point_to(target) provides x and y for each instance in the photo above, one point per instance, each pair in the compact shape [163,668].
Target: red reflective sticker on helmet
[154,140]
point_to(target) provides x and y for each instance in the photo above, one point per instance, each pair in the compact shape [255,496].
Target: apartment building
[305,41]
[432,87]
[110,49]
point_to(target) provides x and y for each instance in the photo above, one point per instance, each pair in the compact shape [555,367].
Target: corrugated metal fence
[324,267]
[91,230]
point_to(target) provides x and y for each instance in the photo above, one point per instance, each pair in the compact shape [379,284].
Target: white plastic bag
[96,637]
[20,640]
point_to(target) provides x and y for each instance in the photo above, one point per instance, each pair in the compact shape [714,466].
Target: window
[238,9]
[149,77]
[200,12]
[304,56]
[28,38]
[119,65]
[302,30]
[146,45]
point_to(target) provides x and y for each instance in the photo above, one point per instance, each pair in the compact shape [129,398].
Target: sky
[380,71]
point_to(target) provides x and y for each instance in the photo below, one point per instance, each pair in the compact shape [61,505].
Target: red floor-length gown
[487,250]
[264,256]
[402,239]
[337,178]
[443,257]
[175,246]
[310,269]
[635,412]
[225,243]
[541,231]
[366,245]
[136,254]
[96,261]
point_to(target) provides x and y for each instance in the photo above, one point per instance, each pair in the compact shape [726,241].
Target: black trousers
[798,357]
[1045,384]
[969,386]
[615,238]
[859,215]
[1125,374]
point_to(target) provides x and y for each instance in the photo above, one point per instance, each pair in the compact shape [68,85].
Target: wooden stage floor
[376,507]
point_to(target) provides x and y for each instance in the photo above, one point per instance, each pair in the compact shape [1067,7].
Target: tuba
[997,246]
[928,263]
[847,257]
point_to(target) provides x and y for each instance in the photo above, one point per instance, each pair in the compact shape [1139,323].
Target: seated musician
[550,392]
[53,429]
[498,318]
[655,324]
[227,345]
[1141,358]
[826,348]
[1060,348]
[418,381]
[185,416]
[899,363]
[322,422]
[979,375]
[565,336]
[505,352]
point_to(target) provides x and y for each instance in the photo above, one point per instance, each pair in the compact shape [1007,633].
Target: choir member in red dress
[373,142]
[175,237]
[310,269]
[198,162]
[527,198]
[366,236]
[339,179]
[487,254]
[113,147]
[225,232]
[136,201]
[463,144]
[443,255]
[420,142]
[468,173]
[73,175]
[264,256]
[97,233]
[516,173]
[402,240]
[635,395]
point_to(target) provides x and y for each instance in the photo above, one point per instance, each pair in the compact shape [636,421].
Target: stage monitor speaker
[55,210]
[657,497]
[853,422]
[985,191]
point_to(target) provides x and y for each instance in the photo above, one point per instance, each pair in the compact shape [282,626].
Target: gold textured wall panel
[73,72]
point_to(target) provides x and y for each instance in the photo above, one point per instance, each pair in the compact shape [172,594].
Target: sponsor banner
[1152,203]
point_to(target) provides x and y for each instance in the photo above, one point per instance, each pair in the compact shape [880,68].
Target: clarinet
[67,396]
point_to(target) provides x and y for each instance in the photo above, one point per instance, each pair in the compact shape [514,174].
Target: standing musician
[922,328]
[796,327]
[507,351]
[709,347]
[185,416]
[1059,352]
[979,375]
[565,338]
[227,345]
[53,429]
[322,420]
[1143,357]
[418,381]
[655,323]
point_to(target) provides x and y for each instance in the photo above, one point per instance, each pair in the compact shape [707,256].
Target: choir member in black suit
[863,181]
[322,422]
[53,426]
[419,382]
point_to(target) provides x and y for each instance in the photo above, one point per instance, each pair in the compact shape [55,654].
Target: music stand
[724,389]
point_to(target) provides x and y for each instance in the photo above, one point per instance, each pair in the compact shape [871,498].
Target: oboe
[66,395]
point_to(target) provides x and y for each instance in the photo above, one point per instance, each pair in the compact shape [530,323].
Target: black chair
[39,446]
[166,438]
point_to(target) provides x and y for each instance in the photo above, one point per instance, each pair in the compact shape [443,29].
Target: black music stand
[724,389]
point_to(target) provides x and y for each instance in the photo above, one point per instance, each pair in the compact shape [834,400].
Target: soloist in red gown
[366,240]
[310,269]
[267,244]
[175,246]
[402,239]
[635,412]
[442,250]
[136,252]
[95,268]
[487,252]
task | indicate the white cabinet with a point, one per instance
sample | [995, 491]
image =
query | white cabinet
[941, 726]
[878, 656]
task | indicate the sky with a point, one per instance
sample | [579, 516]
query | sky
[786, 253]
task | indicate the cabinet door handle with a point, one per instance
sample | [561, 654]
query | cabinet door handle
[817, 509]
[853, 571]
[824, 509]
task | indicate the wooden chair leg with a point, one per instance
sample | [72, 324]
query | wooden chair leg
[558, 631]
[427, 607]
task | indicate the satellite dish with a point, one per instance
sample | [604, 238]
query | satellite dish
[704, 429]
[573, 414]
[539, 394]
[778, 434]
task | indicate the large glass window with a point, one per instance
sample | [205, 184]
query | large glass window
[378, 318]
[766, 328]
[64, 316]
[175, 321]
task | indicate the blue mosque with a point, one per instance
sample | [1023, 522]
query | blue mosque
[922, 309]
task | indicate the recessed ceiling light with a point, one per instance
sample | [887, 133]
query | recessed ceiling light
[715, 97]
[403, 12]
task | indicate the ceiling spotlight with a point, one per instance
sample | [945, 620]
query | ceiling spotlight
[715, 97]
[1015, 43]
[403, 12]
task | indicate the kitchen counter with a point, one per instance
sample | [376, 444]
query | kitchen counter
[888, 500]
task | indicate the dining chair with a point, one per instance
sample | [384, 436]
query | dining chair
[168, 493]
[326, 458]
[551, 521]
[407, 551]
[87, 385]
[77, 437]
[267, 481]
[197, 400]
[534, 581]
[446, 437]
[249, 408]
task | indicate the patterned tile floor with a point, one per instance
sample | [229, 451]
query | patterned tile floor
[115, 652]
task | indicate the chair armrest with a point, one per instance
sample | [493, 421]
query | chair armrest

● Exercise goal
Look above for the line containing "task | indicate the large"; copy from it through the last line, exactly, and nothing more.

● Exercise answer
task | indicate the large glass window with a point, one per instance
sample | [205, 184]
query | large glass window
[378, 318]
[766, 328]
[64, 316]
[175, 321]
task | indicate the blue mosque with a point, one per instance
sample | [1023, 522]
query | blue mosque
[922, 309]
task | indicate the recessed ceiling light with a point, one per instance
sample | [887, 133]
query | recessed ceiling light
[715, 97]
[403, 12]
task | indicate the ceiling spotlight with a point, one per instance
sample | [945, 620]
query | ceiling spotlight
[715, 97]
[1015, 43]
[403, 12]
task | indicate the kitchen counter with a point, one per instance
sample | [376, 444]
query | kitchen counter
[888, 500]
task | indicate the dining chair with a point, one per instance
sample | [384, 436]
query | dining chair
[168, 493]
[326, 458]
[551, 521]
[407, 551]
[87, 385]
[77, 437]
[267, 481]
[197, 400]
[534, 581]
[446, 437]
[249, 408]
task | indicate the patterned tile floor with a point, one per instance
sample | [229, 451]
query | patterned tile floor
[115, 652]
task | indicate the chair armrest with a point, one per instance
sample | [493, 421]
query | chair armrest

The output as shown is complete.